- _AIM_:
Update the entries from the line that has "Target: brown grass" through the end of the entries, swapping "sky" for "air" and keeping everything else the same. Leave the pictures out of your answer.

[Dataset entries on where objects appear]

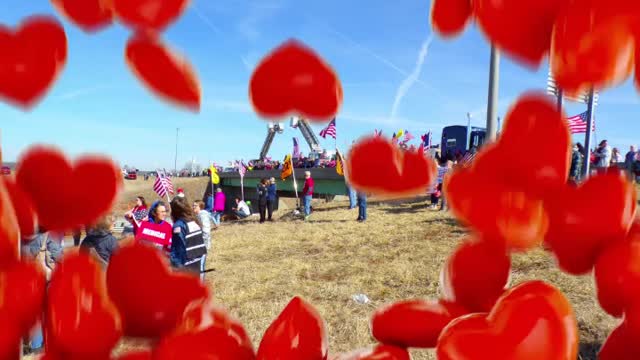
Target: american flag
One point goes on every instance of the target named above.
(407, 136)
(467, 158)
(163, 185)
(241, 168)
(330, 130)
(296, 148)
(578, 124)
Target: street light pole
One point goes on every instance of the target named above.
(175, 164)
(492, 101)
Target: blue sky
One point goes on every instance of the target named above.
(98, 106)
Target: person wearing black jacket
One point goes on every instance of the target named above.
(262, 199)
(272, 197)
(100, 239)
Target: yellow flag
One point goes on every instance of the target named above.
(215, 179)
(339, 163)
(287, 168)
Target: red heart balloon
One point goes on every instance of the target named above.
(148, 277)
(582, 225)
(530, 321)
(149, 14)
(450, 17)
(380, 352)
(521, 28)
(297, 333)
(508, 218)
(89, 15)
(519, 162)
(617, 276)
(31, 59)
(376, 166)
(22, 288)
(592, 46)
(206, 333)
(413, 323)
(9, 230)
(137, 355)
(294, 79)
(67, 186)
(81, 321)
(163, 71)
(23, 207)
(462, 283)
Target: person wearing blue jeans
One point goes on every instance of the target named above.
(362, 207)
(307, 193)
(353, 201)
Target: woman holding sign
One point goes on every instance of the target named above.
(156, 230)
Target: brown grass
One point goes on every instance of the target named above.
(397, 254)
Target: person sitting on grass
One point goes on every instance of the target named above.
(241, 210)
(100, 238)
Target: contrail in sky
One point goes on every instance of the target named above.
(412, 78)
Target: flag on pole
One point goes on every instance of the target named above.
(408, 136)
(296, 148)
(287, 168)
(330, 130)
(339, 163)
(578, 124)
(215, 178)
(163, 185)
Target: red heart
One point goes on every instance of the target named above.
(519, 162)
(67, 187)
(152, 299)
(206, 332)
(617, 276)
(163, 71)
(81, 320)
(22, 290)
(9, 230)
(294, 79)
(137, 355)
(521, 28)
(149, 14)
(89, 15)
(297, 333)
(582, 225)
(380, 352)
(31, 58)
(23, 207)
(462, 283)
(508, 218)
(592, 46)
(413, 323)
(530, 321)
(450, 17)
(376, 166)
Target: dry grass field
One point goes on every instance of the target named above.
(397, 254)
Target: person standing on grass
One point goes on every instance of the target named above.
(187, 245)
(362, 207)
(272, 197)
(307, 194)
(218, 207)
(205, 220)
(100, 238)
(137, 214)
(262, 199)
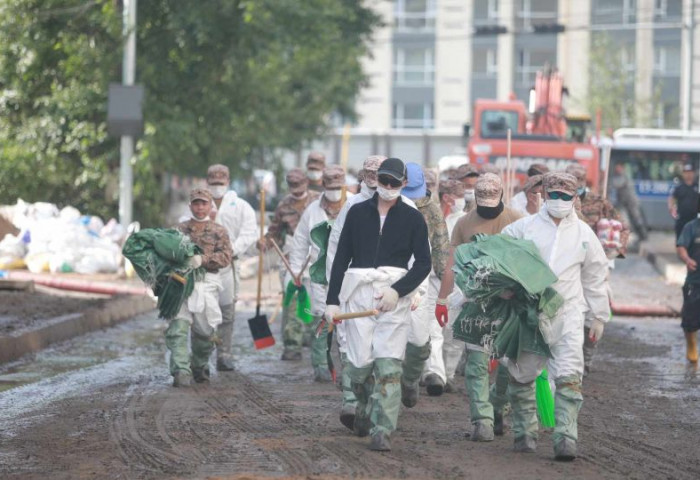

- _FINISHED EXERCISE_:
Target: brown grass
One point goes on every instance of the target named above.
(397, 254)
Target: person sitting on grass
One point goes on every instance of the target named above.
(241, 210)
(100, 238)
Target: contrail in air
One point goes on every instance of the target named above.
(412, 78)
Target: flag on pole
One point goes on every instance of the target named above.
(408, 136)
(296, 148)
(287, 168)
(330, 130)
(339, 163)
(578, 124)
(215, 178)
(163, 185)
Target: red heart
One point goes on every instance of the target named above.
(519, 162)
(67, 187)
(152, 299)
(206, 332)
(617, 276)
(163, 71)
(81, 320)
(22, 290)
(9, 230)
(294, 79)
(137, 355)
(521, 28)
(149, 14)
(89, 15)
(297, 333)
(582, 225)
(380, 352)
(31, 58)
(23, 207)
(462, 283)
(508, 218)
(592, 46)
(413, 323)
(530, 321)
(450, 17)
(376, 166)
Target: dry grass field
One point goes on every instance of the target named above.
(397, 254)
Target: person standing on grass
One point goes on every instance of the target named above.
(187, 245)
(362, 207)
(272, 197)
(307, 194)
(218, 207)
(205, 220)
(100, 238)
(137, 214)
(262, 199)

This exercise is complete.